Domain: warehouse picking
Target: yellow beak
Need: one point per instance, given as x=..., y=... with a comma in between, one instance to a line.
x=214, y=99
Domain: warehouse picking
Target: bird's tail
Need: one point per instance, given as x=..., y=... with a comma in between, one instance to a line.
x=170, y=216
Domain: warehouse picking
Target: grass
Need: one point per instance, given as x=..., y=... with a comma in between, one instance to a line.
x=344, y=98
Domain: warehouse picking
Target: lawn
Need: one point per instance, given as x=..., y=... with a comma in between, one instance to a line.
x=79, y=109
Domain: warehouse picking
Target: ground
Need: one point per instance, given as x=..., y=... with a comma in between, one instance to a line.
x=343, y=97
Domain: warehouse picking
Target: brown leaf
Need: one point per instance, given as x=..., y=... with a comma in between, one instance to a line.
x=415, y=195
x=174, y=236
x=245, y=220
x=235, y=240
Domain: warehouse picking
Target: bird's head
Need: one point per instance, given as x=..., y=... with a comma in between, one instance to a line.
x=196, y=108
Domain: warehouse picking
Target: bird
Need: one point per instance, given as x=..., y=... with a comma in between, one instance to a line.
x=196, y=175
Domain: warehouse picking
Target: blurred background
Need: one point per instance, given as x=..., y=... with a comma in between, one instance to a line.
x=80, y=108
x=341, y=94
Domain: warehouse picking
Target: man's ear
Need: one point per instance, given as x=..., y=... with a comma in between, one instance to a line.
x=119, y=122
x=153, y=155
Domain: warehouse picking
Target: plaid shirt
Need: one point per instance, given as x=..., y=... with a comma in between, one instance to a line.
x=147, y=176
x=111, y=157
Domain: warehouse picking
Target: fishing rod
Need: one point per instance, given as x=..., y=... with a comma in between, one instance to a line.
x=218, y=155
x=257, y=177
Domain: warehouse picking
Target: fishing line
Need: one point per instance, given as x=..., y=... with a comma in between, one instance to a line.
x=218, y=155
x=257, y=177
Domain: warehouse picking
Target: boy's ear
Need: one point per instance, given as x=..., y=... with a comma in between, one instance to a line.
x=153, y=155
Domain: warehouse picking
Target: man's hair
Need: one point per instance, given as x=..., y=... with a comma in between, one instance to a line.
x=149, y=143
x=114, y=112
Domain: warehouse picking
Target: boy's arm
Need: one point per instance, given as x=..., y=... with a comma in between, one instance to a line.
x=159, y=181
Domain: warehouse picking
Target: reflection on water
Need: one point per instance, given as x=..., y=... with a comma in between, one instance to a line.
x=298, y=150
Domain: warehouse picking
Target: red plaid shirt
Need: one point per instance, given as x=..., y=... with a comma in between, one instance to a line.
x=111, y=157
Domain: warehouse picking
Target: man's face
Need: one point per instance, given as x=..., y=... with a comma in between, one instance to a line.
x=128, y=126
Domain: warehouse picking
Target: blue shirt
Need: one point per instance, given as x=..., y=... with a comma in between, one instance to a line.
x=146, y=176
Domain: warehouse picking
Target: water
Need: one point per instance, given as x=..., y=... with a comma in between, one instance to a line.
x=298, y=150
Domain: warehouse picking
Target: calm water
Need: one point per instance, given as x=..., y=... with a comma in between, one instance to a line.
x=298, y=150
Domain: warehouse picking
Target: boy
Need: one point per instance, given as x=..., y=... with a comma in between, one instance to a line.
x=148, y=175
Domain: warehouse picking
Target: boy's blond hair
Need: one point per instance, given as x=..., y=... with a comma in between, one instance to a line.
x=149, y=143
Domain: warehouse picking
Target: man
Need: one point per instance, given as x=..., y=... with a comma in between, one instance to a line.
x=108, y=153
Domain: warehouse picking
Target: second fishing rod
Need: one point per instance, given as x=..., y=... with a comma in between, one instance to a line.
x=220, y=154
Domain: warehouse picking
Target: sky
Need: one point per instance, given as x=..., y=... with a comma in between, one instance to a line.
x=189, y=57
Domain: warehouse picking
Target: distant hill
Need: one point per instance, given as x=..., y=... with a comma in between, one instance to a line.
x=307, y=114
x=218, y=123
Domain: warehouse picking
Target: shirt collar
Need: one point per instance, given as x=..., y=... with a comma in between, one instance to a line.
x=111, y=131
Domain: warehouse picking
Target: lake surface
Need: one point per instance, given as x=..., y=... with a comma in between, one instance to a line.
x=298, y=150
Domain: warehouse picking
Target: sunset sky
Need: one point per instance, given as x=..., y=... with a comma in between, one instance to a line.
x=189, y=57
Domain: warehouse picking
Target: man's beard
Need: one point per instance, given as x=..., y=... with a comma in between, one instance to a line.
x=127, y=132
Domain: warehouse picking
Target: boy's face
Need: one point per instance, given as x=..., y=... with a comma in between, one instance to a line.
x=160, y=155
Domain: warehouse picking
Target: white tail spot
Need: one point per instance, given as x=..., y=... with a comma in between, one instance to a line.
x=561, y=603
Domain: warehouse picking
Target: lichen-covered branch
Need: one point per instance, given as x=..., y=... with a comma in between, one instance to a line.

■ STATED GOAL
Convert the data above, from its start through the line containing "x=343, y=97", into a numbered list, leaving out any blank lines.

■ ANSWER
1. Domain: warehouse picking
2. Target: yellow beak
3. Need: one point per instance, given as x=..., y=... with a comma in between, one instance to a line.
4. x=214, y=99
5. Domain: warehouse picking
6. Target: bird's tail
7. Need: one point per instance, given as x=..., y=... with a comma in between, one instance to a line.
8. x=170, y=216
9. Domain: warehouse picking
10. Target: grass
11. Need: one point per instance, given as x=..., y=... with a comma in between, one instance to a line.
12. x=344, y=98
13. Domain: warehouse picking
14. Target: lawn
15. Need: one point per instance, given as x=..., y=... with a comma in between, one instance to a line.
16. x=79, y=109
17. Domain: warehouse picking
18. Target: ground
19. Need: one point per instance, given as x=..., y=... with a comma in between, one instance to a line.
20. x=343, y=97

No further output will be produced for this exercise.